Available data
#####

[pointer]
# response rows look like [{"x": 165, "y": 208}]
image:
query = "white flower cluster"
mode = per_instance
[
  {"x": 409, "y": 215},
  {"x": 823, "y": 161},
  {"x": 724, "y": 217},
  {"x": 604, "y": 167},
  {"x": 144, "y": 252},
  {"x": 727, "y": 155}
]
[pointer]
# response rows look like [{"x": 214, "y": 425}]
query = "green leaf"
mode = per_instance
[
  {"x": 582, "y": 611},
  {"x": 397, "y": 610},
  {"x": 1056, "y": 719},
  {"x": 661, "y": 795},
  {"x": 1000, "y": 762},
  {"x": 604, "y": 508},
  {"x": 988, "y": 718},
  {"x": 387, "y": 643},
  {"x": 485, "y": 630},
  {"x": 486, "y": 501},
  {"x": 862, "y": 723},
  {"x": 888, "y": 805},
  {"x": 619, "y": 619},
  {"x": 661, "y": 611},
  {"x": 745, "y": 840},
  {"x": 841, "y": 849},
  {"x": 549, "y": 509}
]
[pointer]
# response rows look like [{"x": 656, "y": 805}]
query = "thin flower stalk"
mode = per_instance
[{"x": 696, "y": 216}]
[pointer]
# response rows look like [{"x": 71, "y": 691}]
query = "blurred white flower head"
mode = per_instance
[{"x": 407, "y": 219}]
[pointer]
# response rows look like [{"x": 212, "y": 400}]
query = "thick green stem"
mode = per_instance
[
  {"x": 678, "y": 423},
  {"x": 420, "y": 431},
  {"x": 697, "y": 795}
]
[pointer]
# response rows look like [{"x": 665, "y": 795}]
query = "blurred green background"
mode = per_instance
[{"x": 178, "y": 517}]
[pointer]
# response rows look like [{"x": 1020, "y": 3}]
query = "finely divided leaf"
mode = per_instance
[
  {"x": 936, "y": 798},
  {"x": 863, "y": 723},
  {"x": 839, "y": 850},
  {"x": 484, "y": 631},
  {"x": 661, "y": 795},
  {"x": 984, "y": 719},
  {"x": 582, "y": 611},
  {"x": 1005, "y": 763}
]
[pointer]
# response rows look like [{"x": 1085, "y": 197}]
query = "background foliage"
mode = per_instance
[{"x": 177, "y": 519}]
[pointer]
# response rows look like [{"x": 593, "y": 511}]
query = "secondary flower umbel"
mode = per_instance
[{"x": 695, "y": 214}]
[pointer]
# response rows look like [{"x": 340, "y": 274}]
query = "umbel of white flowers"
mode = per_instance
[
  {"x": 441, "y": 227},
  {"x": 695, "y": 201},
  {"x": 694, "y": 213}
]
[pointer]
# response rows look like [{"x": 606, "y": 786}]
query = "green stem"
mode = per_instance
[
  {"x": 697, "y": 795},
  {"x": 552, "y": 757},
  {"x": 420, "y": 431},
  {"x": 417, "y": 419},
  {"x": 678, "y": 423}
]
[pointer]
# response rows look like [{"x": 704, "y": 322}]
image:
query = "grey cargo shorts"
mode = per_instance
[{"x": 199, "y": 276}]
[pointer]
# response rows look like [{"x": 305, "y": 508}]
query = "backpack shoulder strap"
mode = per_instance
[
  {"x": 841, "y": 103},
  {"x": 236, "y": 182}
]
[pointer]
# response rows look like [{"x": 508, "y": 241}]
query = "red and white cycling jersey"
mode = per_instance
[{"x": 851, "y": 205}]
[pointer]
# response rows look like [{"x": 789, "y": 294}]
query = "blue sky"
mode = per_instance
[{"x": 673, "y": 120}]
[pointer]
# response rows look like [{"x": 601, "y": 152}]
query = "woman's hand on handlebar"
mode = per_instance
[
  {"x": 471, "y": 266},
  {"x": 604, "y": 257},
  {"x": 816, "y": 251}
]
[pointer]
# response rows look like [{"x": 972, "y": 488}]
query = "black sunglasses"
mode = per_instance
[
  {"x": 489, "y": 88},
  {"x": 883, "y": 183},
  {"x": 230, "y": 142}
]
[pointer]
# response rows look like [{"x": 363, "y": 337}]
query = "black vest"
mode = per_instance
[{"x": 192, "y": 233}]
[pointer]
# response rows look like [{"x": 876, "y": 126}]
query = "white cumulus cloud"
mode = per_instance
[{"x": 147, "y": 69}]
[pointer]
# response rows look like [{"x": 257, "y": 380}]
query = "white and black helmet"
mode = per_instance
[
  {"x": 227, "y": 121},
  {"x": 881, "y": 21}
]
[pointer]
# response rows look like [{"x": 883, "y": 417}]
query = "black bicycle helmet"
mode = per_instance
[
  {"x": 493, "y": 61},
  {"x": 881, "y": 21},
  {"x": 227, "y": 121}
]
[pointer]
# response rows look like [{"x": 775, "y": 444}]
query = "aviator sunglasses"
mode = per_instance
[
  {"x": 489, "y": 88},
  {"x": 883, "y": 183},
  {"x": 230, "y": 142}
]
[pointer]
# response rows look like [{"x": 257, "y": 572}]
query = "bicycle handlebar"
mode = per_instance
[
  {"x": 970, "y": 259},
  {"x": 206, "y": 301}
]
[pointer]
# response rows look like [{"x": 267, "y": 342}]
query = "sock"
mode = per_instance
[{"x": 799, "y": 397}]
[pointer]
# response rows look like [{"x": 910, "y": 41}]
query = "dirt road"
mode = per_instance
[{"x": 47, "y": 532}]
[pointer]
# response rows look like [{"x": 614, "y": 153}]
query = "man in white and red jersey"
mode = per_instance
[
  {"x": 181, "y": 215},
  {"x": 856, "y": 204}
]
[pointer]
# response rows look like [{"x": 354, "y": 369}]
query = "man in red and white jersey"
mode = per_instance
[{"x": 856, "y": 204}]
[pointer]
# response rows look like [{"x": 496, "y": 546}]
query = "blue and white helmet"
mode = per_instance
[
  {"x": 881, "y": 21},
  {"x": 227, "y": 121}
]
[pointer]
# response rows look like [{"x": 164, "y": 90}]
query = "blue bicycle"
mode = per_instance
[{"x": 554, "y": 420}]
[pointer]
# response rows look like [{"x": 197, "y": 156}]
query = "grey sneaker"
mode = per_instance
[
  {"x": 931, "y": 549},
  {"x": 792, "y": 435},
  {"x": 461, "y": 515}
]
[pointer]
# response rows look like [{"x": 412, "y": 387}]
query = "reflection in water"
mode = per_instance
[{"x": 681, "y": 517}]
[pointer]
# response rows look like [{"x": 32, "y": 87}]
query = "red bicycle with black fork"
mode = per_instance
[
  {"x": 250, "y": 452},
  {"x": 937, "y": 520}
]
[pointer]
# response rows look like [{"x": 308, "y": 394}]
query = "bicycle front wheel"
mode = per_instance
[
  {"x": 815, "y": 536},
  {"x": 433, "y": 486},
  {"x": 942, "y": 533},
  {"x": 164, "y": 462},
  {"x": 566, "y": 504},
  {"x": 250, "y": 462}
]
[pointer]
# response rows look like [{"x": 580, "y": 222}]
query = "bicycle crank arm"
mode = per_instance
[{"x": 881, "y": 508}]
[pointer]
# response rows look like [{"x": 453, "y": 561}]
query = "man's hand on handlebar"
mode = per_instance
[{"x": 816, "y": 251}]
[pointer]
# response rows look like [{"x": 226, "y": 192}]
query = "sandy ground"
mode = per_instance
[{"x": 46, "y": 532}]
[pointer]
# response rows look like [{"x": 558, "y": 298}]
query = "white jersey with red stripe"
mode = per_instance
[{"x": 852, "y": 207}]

#####

Task to carry out
Every line above should be written out again exactly as it stands.

Reply
[pointer]
# response rows look like [{"x": 165, "y": 208}]
image:
query = "white flower cluster"
mode = per_instance
[
  {"x": 409, "y": 215},
  {"x": 823, "y": 161},
  {"x": 724, "y": 217},
  {"x": 604, "y": 167},
  {"x": 144, "y": 252},
  {"x": 727, "y": 155}
]
[pointer]
# response rows look like [{"x": 214, "y": 425}]
query = "green leaf"
mode = per_instance
[
  {"x": 582, "y": 611},
  {"x": 397, "y": 610},
  {"x": 1056, "y": 719},
  {"x": 661, "y": 795},
  {"x": 1000, "y": 762},
  {"x": 604, "y": 508},
  {"x": 988, "y": 718},
  {"x": 387, "y": 643},
  {"x": 485, "y": 630},
  {"x": 486, "y": 501},
  {"x": 862, "y": 723},
  {"x": 888, "y": 805},
  {"x": 619, "y": 619},
  {"x": 661, "y": 611},
  {"x": 745, "y": 840},
  {"x": 841, "y": 849},
  {"x": 549, "y": 509}
]
[pointer]
# response rows look like [{"x": 656, "y": 805}]
query = "thin flower stalk"
mode = per_instance
[{"x": 696, "y": 216}]
[pointer]
# response rows look like [{"x": 71, "y": 691}]
query = "blurred white flower head"
mode = per_instance
[{"x": 407, "y": 219}]
[pointer]
# response rows look like [{"x": 212, "y": 400}]
query = "thick green stem"
mode = per_instance
[
  {"x": 678, "y": 423},
  {"x": 420, "y": 431},
  {"x": 697, "y": 795}
]
[pointer]
# response rows look like [{"x": 665, "y": 795}]
query = "blurred green background"
mode = per_instance
[{"x": 178, "y": 517}]
[pointer]
# response rows look like [{"x": 1020, "y": 3}]
query = "finely divided leaf"
mode = per_instance
[
  {"x": 936, "y": 798},
  {"x": 863, "y": 723},
  {"x": 839, "y": 850},
  {"x": 484, "y": 631},
  {"x": 661, "y": 795},
  {"x": 984, "y": 719},
  {"x": 582, "y": 611},
  {"x": 1005, "y": 763}
]
[pointer]
# response rows look like [{"x": 1085, "y": 197}]
query = "background foliage"
mode = per_instance
[{"x": 177, "y": 519}]
[pointer]
# response rows look like [{"x": 593, "y": 511}]
query = "secondary flower umbel"
mode = per_instance
[{"x": 695, "y": 214}]
[pointer]
# response rows look like [{"x": 340, "y": 274}]
query = "umbel of white flowers"
mode = per_instance
[
  {"x": 441, "y": 227},
  {"x": 695, "y": 201},
  {"x": 694, "y": 213}
]
[pointer]
# response rows look like [{"x": 606, "y": 786}]
query = "green stem"
mode = per_instance
[
  {"x": 697, "y": 795},
  {"x": 552, "y": 757},
  {"x": 420, "y": 431},
  {"x": 417, "y": 419},
  {"x": 678, "y": 423}
]
[pointer]
# response rows look like [{"x": 704, "y": 322}]
image:
query = "grey cargo shorts"
mode = per_instance
[{"x": 199, "y": 276}]
[pointer]
# response rows look like [{"x": 305, "y": 508}]
query = "backpack shoulder strap"
mode = per_instance
[
  {"x": 841, "y": 103},
  {"x": 236, "y": 182}
]
[pointer]
# response rows look like [{"x": 508, "y": 241}]
query = "red and white cycling jersey"
mode = per_instance
[{"x": 851, "y": 205}]
[pointer]
# response rows look like [{"x": 789, "y": 294}]
query = "blue sky"
mode = per_instance
[{"x": 673, "y": 120}]
[pointer]
# response rows look like [{"x": 601, "y": 152}]
query = "woman's hand on handlebar"
mode = per_instance
[
  {"x": 471, "y": 266},
  {"x": 604, "y": 257},
  {"x": 816, "y": 251}
]
[pointer]
# response rows look like [{"x": 972, "y": 488}]
query = "black sunglasses"
mode = per_instance
[
  {"x": 489, "y": 88},
  {"x": 883, "y": 183},
  {"x": 230, "y": 142}
]
[pointer]
# response rows look like [{"x": 363, "y": 337}]
query = "black vest"
mode = per_instance
[{"x": 192, "y": 233}]
[pointer]
# response rows look like [{"x": 876, "y": 126}]
query = "white cumulus cloud"
mode = per_instance
[{"x": 147, "y": 69}]
[pointer]
# response rows look like [{"x": 257, "y": 380}]
query = "white and black helmet"
mode = per_instance
[
  {"x": 227, "y": 121},
  {"x": 881, "y": 21}
]
[pointer]
# response rows look like [{"x": 883, "y": 417}]
query = "black bicycle helmet"
mode = per_instance
[
  {"x": 493, "y": 61},
  {"x": 881, "y": 21},
  {"x": 227, "y": 121}
]
[pointer]
# response rows look like [{"x": 775, "y": 444}]
query = "aviator sunglasses"
mode = per_instance
[
  {"x": 489, "y": 88},
  {"x": 883, "y": 183},
  {"x": 230, "y": 142}
]
[pointer]
# response rows look like [{"x": 257, "y": 572}]
query = "bicycle handlebar"
mode = per_instance
[
  {"x": 970, "y": 259},
  {"x": 206, "y": 301}
]
[pointer]
# response rows look like [{"x": 267, "y": 342}]
query = "sock"
mode = per_instance
[{"x": 799, "y": 397}]
[pointer]
# response rows look like [{"x": 910, "y": 41}]
query = "dirt road"
mode = per_instance
[{"x": 47, "y": 532}]
[pointer]
# response rows look like [{"x": 614, "y": 153}]
query = "man in white and red jersey"
mode = per_instance
[
  {"x": 181, "y": 215},
  {"x": 856, "y": 204}
]
[pointer]
# response rows look like [{"x": 354, "y": 369}]
query = "man in red and white jersey"
mode = per_instance
[{"x": 856, "y": 204}]
[pointer]
# response rows look like [{"x": 496, "y": 546}]
query = "blue and white helmet"
mode = per_instance
[
  {"x": 881, "y": 21},
  {"x": 227, "y": 121}
]
[pointer]
# response rows look like [{"x": 164, "y": 90}]
query = "blue bicycle"
mode = per_instance
[{"x": 554, "y": 420}]
[pointer]
# response rows look like [{"x": 197, "y": 156}]
query = "grey sneaker"
mode = per_instance
[
  {"x": 931, "y": 549},
  {"x": 792, "y": 435},
  {"x": 461, "y": 515}
]
[pointer]
# response rows look like [{"x": 412, "y": 387}]
query = "reflection in water"
mode = per_instance
[{"x": 681, "y": 517}]
[pointer]
# response rows look like [{"x": 32, "y": 87}]
query = "red bicycle with black fork"
mode = per_instance
[
  {"x": 250, "y": 452},
  {"x": 937, "y": 520}
]
[pointer]
# response rows look like [{"x": 308, "y": 394}]
query = "bicycle front wheel"
mode = per_instance
[
  {"x": 815, "y": 536},
  {"x": 433, "y": 486},
  {"x": 942, "y": 533},
  {"x": 164, "y": 462},
  {"x": 566, "y": 504},
  {"x": 250, "y": 462}
]
[pointer]
# response rows look like [{"x": 580, "y": 222}]
query = "bicycle crank arm"
mode = per_instance
[{"x": 881, "y": 508}]
[pointer]
# response rows look like [{"x": 453, "y": 561}]
query = "man's hand on handlebar"
mode = per_instance
[{"x": 816, "y": 251}]
[pointer]
# response rows look like [{"x": 226, "y": 192}]
query = "sandy ground"
mode = per_instance
[{"x": 46, "y": 532}]
[pointer]
# response rows look like [{"x": 558, "y": 298}]
query = "white jersey with red stripe"
mode = per_instance
[{"x": 852, "y": 207}]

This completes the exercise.